Brief A
In the extract on the Armstrong committee's report, what does the committee recommend in its quoted phrase about new business?
Brief B
List the companies that the extract on the Armstrong committee's report names as the "Big Three."

Extract to read
-=-=-=-=-

To the other features of the committee's report a more extended discussion ought to be given than is possible within the scope of this article. Its comprehensiveness, and the grasp that its framers have demonstrated of their subject is sufficiently attested by the fact that the "Big Three" companies, against which particularly it is directed, have been utterly unable to find a basis for a general opposition that they themselves believe will be of the slightest avail before the Legislature. Instead, they have been filling such newspaper space as they can obtain by wails of the injustice that the report will do their agents, and of the impossibility of writing under its provisions anything like the volume of business that they have been putting on their books each year under the old régime.

It may not be amiss, therefore, to consider here very briefly this single feature of the Armstrong committee's report to see if it has not a fundamental bearing upon the question raised at the outset as to the final disposition of the assets of the "Big Three." It is apparent, of course, that whatever restrictions the great companies may be placed under as regards new business will not diminish existing assets unless by the very gradual process following a decision to stop writing new insurance entirely. The Equitable, Mutual, and New York Life, therefore, are all left to be dealt with as investing institutions having upwards of a billion and a quarter of dollars belonging to nearly

two millions of policy-holders the world over. The Armstrong committee, in its prohibition of stock and collateral trust bond investments and of syndicate operations of all kinds and in its demand that there be an annual accounting by which even existing deferred dividend policyholders may see what the companies are earning on the funds held in trust, has attempted to meet this situation as best it may, and, judging from the complaint of the companies against prohibition of stock and collateral trust bond investment, it has done a pretty good job. But the discussion of these things may be left for another writing. The fundamental part of the report, as meeting the problem of the future, is that which has to do with the limitation of new business and the prohibition of the deferred dividends.

Remembering now the way in which bigness appeals to the financier who wants a life insurance company for a club, it requires no great degree of imagination to picture what the new school of life insurance philanthropists think of the Armstrong committee's basic proposition that there is a point beyond which life insurance companies ought not to be allowed to grow, and that the "Big Three" have passed this point long ago. The most irritating thing about the committee's performance is that it has not attempted special legislation which might be attacked on constitutional or other grounds, but has taken up the simplest of all economic propositions. This is that in any life insurance company managed in the interest of its policy-holders, business which is put on the books by borrowing from surplus earnings in any year which otherwise would be distributable to policyholders already in the company, is not business that is worth having. "Let the new business pay for itself," is what the Armstrong committee recommends, and to this end it proposes that the cost of writing it shall be limited to that part of the first premiums applicable to expenses, which is known as the loading, plus the mortality gains of the first five years,

when investment expenses have been deducted. The committee would amend the reserve law so as to allow the companies to utilize these mortality savings, on the theory that in reckoning for the first five years of a policy, the per cent. of mortality is so far below the average for later years that the full reserve is not required.

-=-=-=-=-

[Location identification entries]
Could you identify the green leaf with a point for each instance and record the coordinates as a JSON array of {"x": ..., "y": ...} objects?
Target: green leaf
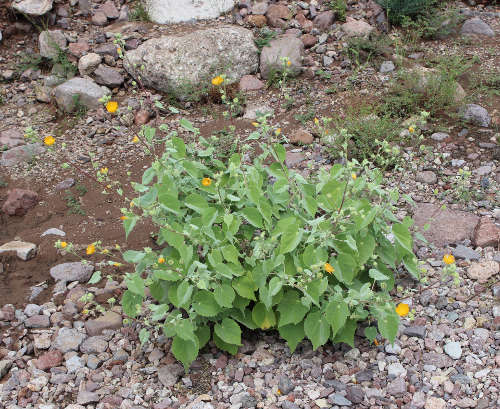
[
  {"x": 224, "y": 295},
  {"x": 336, "y": 314},
  {"x": 317, "y": 329},
  {"x": 292, "y": 334},
  {"x": 185, "y": 351},
  {"x": 204, "y": 304},
  {"x": 228, "y": 331}
]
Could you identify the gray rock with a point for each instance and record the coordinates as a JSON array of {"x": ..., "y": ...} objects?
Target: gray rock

-=-=-=-=-

Task output A
"Let the new business pay for itself."

Task output B
The Equitable, the Mutual, and the New York Life.